* [Work order] In the entries below, find each line with the string "white" and copy it.

* [Record excerpts]
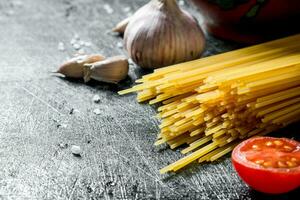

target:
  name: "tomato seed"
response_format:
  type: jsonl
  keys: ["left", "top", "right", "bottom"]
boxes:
{"left": 255, "top": 160, "right": 264, "bottom": 165}
{"left": 286, "top": 161, "right": 297, "bottom": 168}
{"left": 252, "top": 145, "right": 260, "bottom": 150}
{"left": 283, "top": 145, "right": 293, "bottom": 152}
{"left": 278, "top": 161, "right": 287, "bottom": 168}
{"left": 263, "top": 161, "right": 273, "bottom": 168}
{"left": 291, "top": 157, "right": 298, "bottom": 162}
{"left": 274, "top": 140, "right": 283, "bottom": 146}
{"left": 265, "top": 141, "right": 273, "bottom": 147}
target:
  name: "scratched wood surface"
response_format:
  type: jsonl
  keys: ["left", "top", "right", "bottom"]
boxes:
{"left": 0, "top": 0, "right": 299, "bottom": 199}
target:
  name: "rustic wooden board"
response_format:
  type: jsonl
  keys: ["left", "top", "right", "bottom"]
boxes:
{"left": 0, "top": 0, "right": 299, "bottom": 199}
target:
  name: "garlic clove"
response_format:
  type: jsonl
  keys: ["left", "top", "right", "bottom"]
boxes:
{"left": 83, "top": 55, "right": 129, "bottom": 84}
{"left": 56, "top": 54, "right": 105, "bottom": 78}
{"left": 112, "top": 17, "right": 131, "bottom": 34}
{"left": 124, "top": 0, "right": 205, "bottom": 69}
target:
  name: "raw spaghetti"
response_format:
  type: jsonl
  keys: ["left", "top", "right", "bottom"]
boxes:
{"left": 119, "top": 34, "right": 300, "bottom": 174}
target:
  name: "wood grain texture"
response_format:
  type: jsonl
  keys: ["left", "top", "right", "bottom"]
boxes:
{"left": 0, "top": 0, "right": 299, "bottom": 199}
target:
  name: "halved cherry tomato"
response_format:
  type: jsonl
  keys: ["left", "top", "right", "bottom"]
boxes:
{"left": 232, "top": 137, "right": 300, "bottom": 194}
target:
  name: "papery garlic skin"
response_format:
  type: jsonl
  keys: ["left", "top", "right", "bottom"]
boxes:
{"left": 83, "top": 56, "right": 129, "bottom": 84}
{"left": 124, "top": 0, "right": 205, "bottom": 69}
{"left": 57, "top": 54, "right": 105, "bottom": 78}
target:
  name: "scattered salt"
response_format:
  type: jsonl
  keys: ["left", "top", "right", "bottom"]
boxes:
{"left": 84, "top": 42, "right": 92, "bottom": 47}
{"left": 123, "top": 7, "right": 131, "bottom": 13}
{"left": 70, "top": 38, "right": 76, "bottom": 45}
{"left": 79, "top": 40, "right": 85, "bottom": 46}
{"left": 57, "top": 123, "right": 68, "bottom": 128}
{"left": 92, "top": 95, "right": 101, "bottom": 103}
{"left": 59, "top": 143, "right": 68, "bottom": 149}
{"left": 60, "top": 124, "right": 68, "bottom": 128}
{"left": 70, "top": 108, "right": 80, "bottom": 115}
{"left": 58, "top": 42, "right": 65, "bottom": 51}
{"left": 69, "top": 33, "right": 92, "bottom": 52}
{"left": 71, "top": 145, "right": 82, "bottom": 156}
{"left": 117, "top": 42, "right": 123, "bottom": 49}
{"left": 73, "top": 43, "right": 81, "bottom": 50}
{"left": 103, "top": 4, "right": 114, "bottom": 14}
{"left": 93, "top": 108, "right": 101, "bottom": 115}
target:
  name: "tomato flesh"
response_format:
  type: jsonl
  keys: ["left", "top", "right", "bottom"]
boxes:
{"left": 232, "top": 137, "right": 300, "bottom": 194}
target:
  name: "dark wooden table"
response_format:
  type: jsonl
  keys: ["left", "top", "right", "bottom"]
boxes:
{"left": 0, "top": 0, "right": 299, "bottom": 199}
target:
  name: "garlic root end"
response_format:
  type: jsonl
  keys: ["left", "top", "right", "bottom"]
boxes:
{"left": 112, "top": 17, "right": 131, "bottom": 34}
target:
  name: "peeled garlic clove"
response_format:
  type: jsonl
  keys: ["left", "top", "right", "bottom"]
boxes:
{"left": 56, "top": 54, "right": 105, "bottom": 78}
{"left": 124, "top": 0, "right": 205, "bottom": 69}
{"left": 112, "top": 17, "right": 131, "bottom": 34}
{"left": 83, "top": 55, "right": 129, "bottom": 84}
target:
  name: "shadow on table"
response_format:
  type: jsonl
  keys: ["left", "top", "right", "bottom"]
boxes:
{"left": 269, "top": 123, "right": 300, "bottom": 141}
{"left": 248, "top": 188, "right": 300, "bottom": 200}
{"left": 55, "top": 75, "right": 135, "bottom": 93}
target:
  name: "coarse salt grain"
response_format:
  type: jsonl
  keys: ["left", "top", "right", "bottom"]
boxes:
{"left": 71, "top": 145, "right": 82, "bottom": 155}
{"left": 70, "top": 38, "right": 76, "bottom": 45}
{"left": 93, "top": 108, "right": 101, "bottom": 115}
{"left": 79, "top": 41, "right": 85, "bottom": 46}
{"left": 58, "top": 42, "right": 65, "bottom": 51}
{"left": 103, "top": 4, "right": 114, "bottom": 14}
{"left": 117, "top": 42, "right": 123, "bottom": 48}
{"left": 84, "top": 42, "right": 92, "bottom": 47}
{"left": 92, "top": 95, "right": 101, "bottom": 103}
{"left": 123, "top": 7, "right": 131, "bottom": 13}
{"left": 73, "top": 43, "right": 81, "bottom": 50}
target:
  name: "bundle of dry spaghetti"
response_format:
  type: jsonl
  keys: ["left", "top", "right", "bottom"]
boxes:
{"left": 119, "top": 34, "right": 300, "bottom": 174}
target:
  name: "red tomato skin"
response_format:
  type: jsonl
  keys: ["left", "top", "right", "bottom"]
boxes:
{"left": 232, "top": 137, "right": 300, "bottom": 194}
{"left": 232, "top": 158, "right": 300, "bottom": 194}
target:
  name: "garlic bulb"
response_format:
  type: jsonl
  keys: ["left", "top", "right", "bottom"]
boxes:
{"left": 56, "top": 54, "right": 105, "bottom": 78}
{"left": 124, "top": 0, "right": 205, "bottom": 69}
{"left": 83, "top": 56, "right": 129, "bottom": 84}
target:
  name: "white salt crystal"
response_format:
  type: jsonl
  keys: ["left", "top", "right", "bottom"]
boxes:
{"left": 103, "top": 4, "right": 114, "bottom": 14}
{"left": 93, "top": 108, "right": 101, "bottom": 115}
{"left": 71, "top": 145, "right": 82, "bottom": 156}
{"left": 92, "top": 95, "right": 101, "bottom": 103}
{"left": 123, "top": 7, "right": 131, "bottom": 13}
{"left": 58, "top": 42, "right": 65, "bottom": 51}
{"left": 79, "top": 40, "right": 85, "bottom": 46}
{"left": 84, "top": 42, "right": 92, "bottom": 47}
{"left": 70, "top": 38, "right": 76, "bottom": 45}
{"left": 73, "top": 43, "right": 81, "bottom": 50}
{"left": 117, "top": 42, "right": 123, "bottom": 48}
{"left": 60, "top": 123, "right": 68, "bottom": 128}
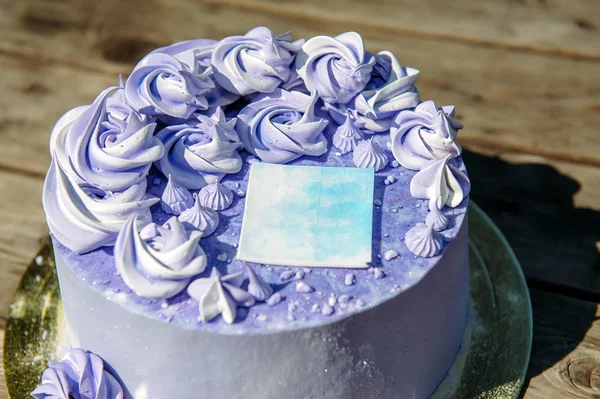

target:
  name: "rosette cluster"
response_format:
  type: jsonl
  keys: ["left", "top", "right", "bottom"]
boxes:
{"left": 43, "top": 26, "right": 469, "bottom": 291}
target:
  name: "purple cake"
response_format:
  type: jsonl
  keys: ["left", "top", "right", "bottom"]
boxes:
{"left": 37, "top": 27, "right": 470, "bottom": 399}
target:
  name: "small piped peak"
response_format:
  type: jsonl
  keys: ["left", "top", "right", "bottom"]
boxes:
{"left": 161, "top": 174, "right": 194, "bottom": 215}
{"left": 178, "top": 193, "right": 220, "bottom": 236}
{"left": 333, "top": 114, "right": 363, "bottom": 155}
{"left": 425, "top": 197, "right": 449, "bottom": 231}
{"left": 187, "top": 268, "right": 255, "bottom": 324}
{"left": 198, "top": 181, "right": 234, "bottom": 211}
{"left": 405, "top": 222, "right": 443, "bottom": 258}
{"left": 353, "top": 138, "right": 388, "bottom": 172}
{"left": 245, "top": 263, "right": 274, "bottom": 301}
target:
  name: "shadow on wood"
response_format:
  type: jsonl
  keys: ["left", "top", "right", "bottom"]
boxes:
{"left": 463, "top": 149, "right": 600, "bottom": 397}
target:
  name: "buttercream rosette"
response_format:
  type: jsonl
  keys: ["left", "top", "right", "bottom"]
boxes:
{"left": 155, "top": 107, "right": 242, "bottom": 189}
{"left": 390, "top": 100, "right": 463, "bottom": 170}
{"left": 49, "top": 86, "right": 164, "bottom": 192}
{"left": 125, "top": 51, "right": 214, "bottom": 119}
{"left": 354, "top": 51, "right": 420, "bottom": 133}
{"left": 31, "top": 348, "right": 124, "bottom": 399}
{"left": 43, "top": 156, "right": 158, "bottom": 254}
{"left": 236, "top": 89, "right": 329, "bottom": 164}
{"left": 150, "top": 39, "right": 239, "bottom": 107}
{"left": 211, "top": 26, "right": 301, "bottom": 96}
{"left": 114, "top": 214, "right": 207, "bottom": 299}
{"left": 295, "top": 32, "right": 375, "bottom": 104}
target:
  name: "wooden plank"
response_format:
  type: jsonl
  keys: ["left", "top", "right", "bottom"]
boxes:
{"left": 0, "top": 171, "right": 47, "bottom": 322}
{"left": 524, "top": 288, "right": 600, "bottom": 398}
{"left": 0, "top": 55, "right": 115, "bottom": 177}
{"left": 203, "top": 0, "right": 600, "bottom": 60}
{"left": 0, "top": 0, "right": 599, "bottom": 179}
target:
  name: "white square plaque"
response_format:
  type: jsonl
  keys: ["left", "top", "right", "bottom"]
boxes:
{"left": 237, "top": 163, "right": 374, "bottom": 268}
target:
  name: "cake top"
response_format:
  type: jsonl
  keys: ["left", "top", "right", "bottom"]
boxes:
{"left": 43, "top": 27, "right": 470, "bottom": 329}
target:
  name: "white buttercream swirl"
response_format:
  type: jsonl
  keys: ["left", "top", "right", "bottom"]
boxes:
{"left": 332, "top": 114, "right": 363, "bottom": 154}
{"left": 211, "top": 27, "right": 299, "bottom": 96}
{"left": 295, "top": 32, "right": 375, "bottom": 104}
{"left": 114, "top": 214, "right": 207, "bottom": 299}
{"left": 410, "top": 155, "right": 470, "bottom": 209}
{"left": 49, "top": 87, "right": 164, "bottom": 192}
{"left": 354, "top": 51, "right": 420, "bottom": 132}
{"left": 198, "top": 182, "right": 234, "bottom": 211}
{"left": 156, "top": 107, "right": 243, "bottom": 190}
{"left": 187, "top": 268, "right": 255, "bottom": 324}
{"left": 178, "top": 193, "right": 219, "bottom": 236}
{"left": 43, "top": 157, "right": 158, "bottom": 254}
{"left": 390, "top": 100, "right": 463, "bottom": 170}
{"left": 236, "top": 89, "right": 328, "bottom": 164}
{"left": 352, "top": 138, "right": 388, "bottom": 171}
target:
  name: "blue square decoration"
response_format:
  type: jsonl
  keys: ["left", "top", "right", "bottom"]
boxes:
{"left": 237, "top": 163, "right": 374, "bottom": 268}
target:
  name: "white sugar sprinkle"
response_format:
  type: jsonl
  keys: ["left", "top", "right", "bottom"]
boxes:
{"left": 374, "top": 268, "right": 386, "bottom": 280}
{"left": 35, "top": 255, "right": 43, "bottom": 265}
{"left": 216, "top": 253, "right": 228, "bottom": 262}
{"left": 321, "top": 304, "right": 334, "bottom": 316}
{"left": 328, "top": 296, "right": 337, "bottom": 307}
{"left": 373, "top": 199, "right": 382, "bottom": 206}
{"left": 296, "top": 281, "right": 314, "bottom": 293}
{"left": 267, "top": 292, "right": 283, "bottom": 306}
{"left": 237, "top": 190, "right": 246, "bottom": 197}
{"left": 383, "top": 250, "right": 399, "bottom": 261}
{"left": 345, "top": 274, "right": 355, "bottom": 286}
{"left": 391, "top": 160, "right": 400, "bottom": 168}
{"left": 311, "top": 304, "right": 320, "bottom": 313}
{"left": 280, "top": 270, "right": 295, "bottom": 281}
{"left": 294, "top": 270, "right": 305, "bottom": 280}
{"left": 338, "top": 294, "right": 351, "bottom": 304}
{"left": 256, "top": 313, "right": 267, "bottom": 322}
{"left": 355, "top": 299, "right": 366, "bottom": 309}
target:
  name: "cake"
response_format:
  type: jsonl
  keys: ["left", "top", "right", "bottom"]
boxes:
{"left": 35, "top": 27, "right": 470, "bottom": 399}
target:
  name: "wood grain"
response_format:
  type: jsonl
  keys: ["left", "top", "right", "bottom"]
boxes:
{"left": 0, "top": 0, "right": 599, "bottom": 178}
{"left": 201, "top": 0, "right": 600, "bottom": 60}
{"left": 524, "top": 288, "right": 600, "bottom": 398}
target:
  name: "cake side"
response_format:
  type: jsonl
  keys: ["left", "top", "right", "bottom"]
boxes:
{"left": 54, "top": 217, "right": 468, "bottom": 399}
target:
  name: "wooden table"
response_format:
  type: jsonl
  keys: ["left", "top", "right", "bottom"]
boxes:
{"left": 1, "top": 0, "right": 599, "bottom": 397}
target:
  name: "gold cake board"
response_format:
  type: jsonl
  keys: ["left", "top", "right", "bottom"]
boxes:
{"left": 3, "top": 202, "right": 532, "bottom": 399}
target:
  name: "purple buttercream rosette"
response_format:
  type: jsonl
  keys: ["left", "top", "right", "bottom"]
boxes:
{"left": 49, "top": 86, "right": 164, "bottom": 192}
{"left": 31, "top": 348, "right": 124, "bottom": 399}
{"left": 235, "top": 89, "right": 329, "bottom": 164}
{"left": 125, "top": 51, "right": 214, "bottom": 120}
{"left": 295, "top": 31, "right": 375, "bottom": 104}
{"left": 211, "top": 26, "right": 301, "bottom": 96}
{"left": 155, "top": 108, "right": 243, "bottom": 189}
{"left": 390, "top": 100, "right": 463, "bottom": 171}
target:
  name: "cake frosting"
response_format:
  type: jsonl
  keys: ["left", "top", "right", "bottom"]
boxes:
{"left": 38, "top": 27, "right": 470, "bottom": 399}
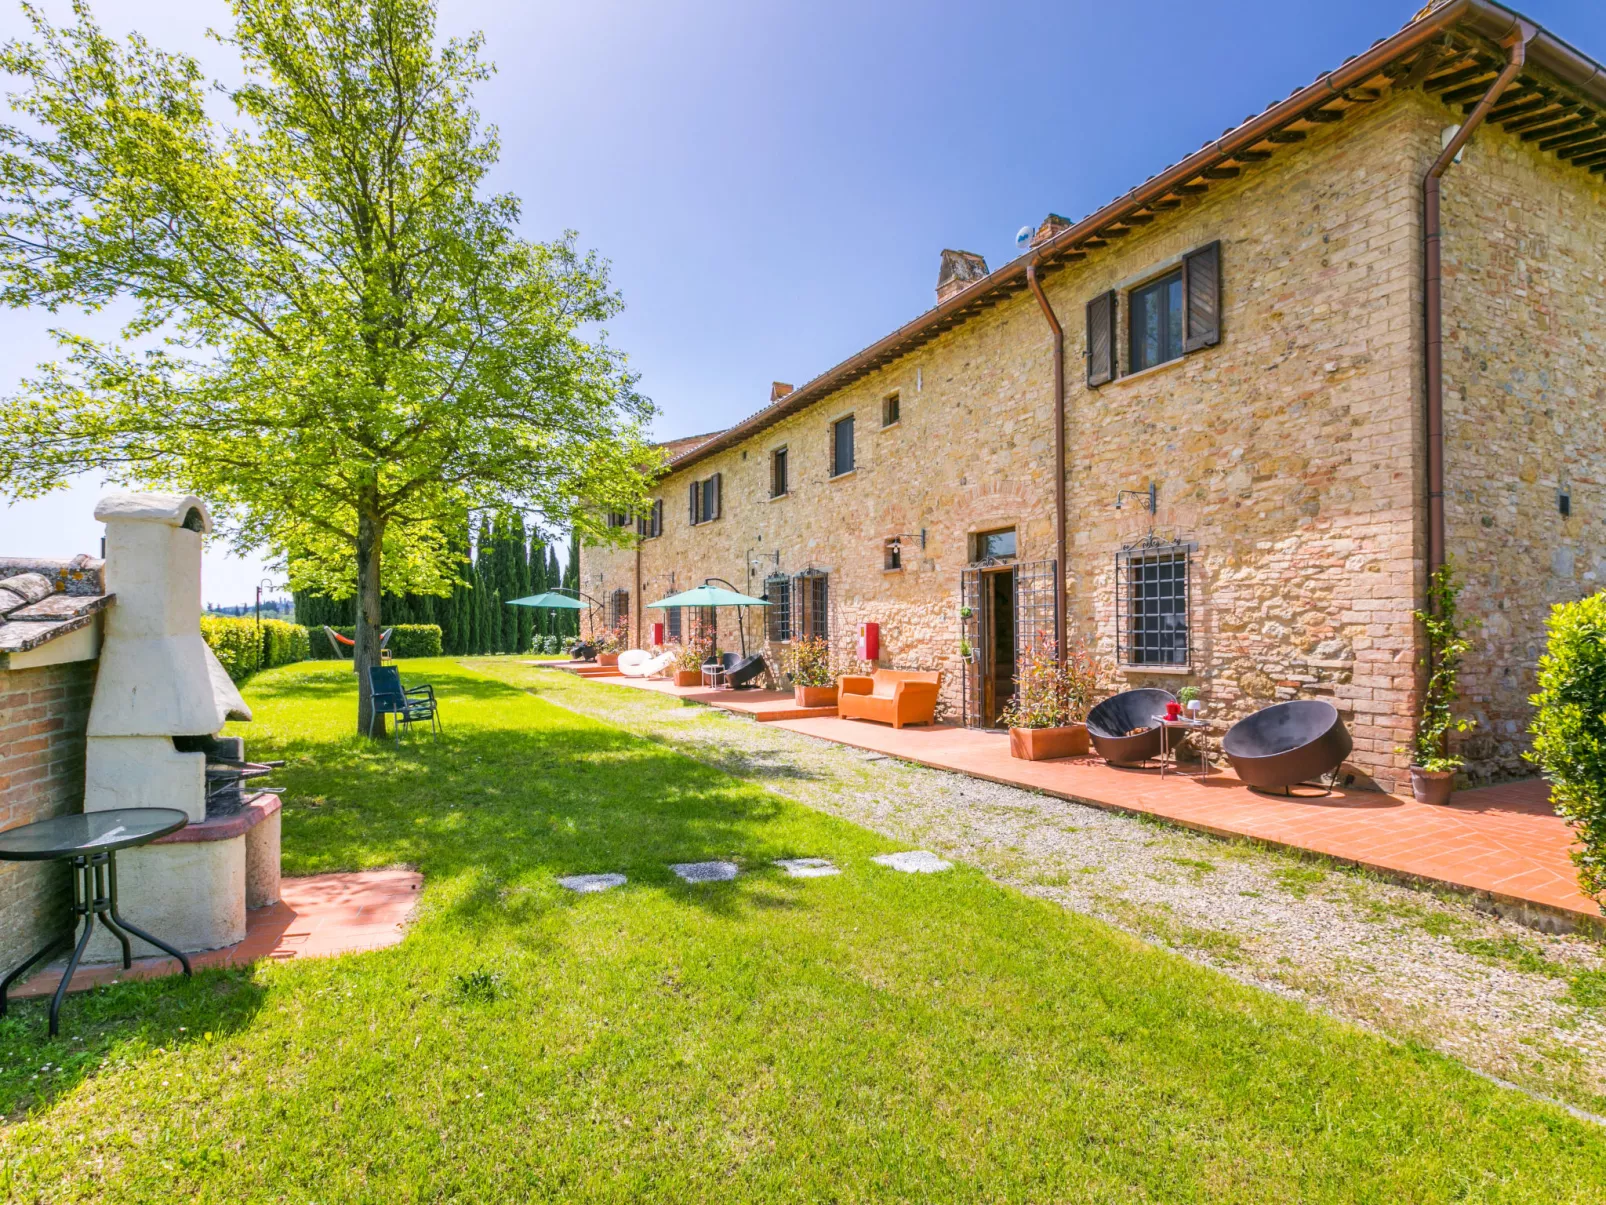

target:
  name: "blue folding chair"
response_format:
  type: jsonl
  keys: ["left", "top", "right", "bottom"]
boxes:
{"left": 368, "top": 665, "right": 441, "bottom": 741}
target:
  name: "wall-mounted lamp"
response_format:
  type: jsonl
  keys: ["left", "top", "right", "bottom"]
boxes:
{"left": 888, "top": 529, "right": 927, "bottom": 554}
{"left": 1116, "top": 483, "right": 1158, "bottom": 514}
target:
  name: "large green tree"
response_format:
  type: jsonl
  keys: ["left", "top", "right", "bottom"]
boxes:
{"left": 0, "top": 0, "right": 653, "bottom": 732}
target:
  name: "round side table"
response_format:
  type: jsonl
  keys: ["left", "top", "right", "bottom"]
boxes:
{"left": 0, "top": 808, "right": 193, "bottom": 1036}
{"left": 1154, "top": 717, "right": 1219, "bottom": 781}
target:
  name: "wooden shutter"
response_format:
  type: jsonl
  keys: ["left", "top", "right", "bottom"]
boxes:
{"left": 1183, "top": 241, "right": 1221, "bottom": 352}
{"left": 709, "top": 473, "right": 722, "bottom": 520}
{"left": 653, "top": 499, "right": 663, "bottom": 537}
{"left": 1086, "top": 291, "right": 1116, "bottom": 387}
{"left": 689, "top": 480, "right": 700, "bottom": 525}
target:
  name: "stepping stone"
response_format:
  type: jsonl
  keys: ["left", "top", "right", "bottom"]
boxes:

* [Result]
  name: "white salt crystal"
  name: "white square plaque"
  name: "white buttercream swirl"
  name: "white sugar sprinkle"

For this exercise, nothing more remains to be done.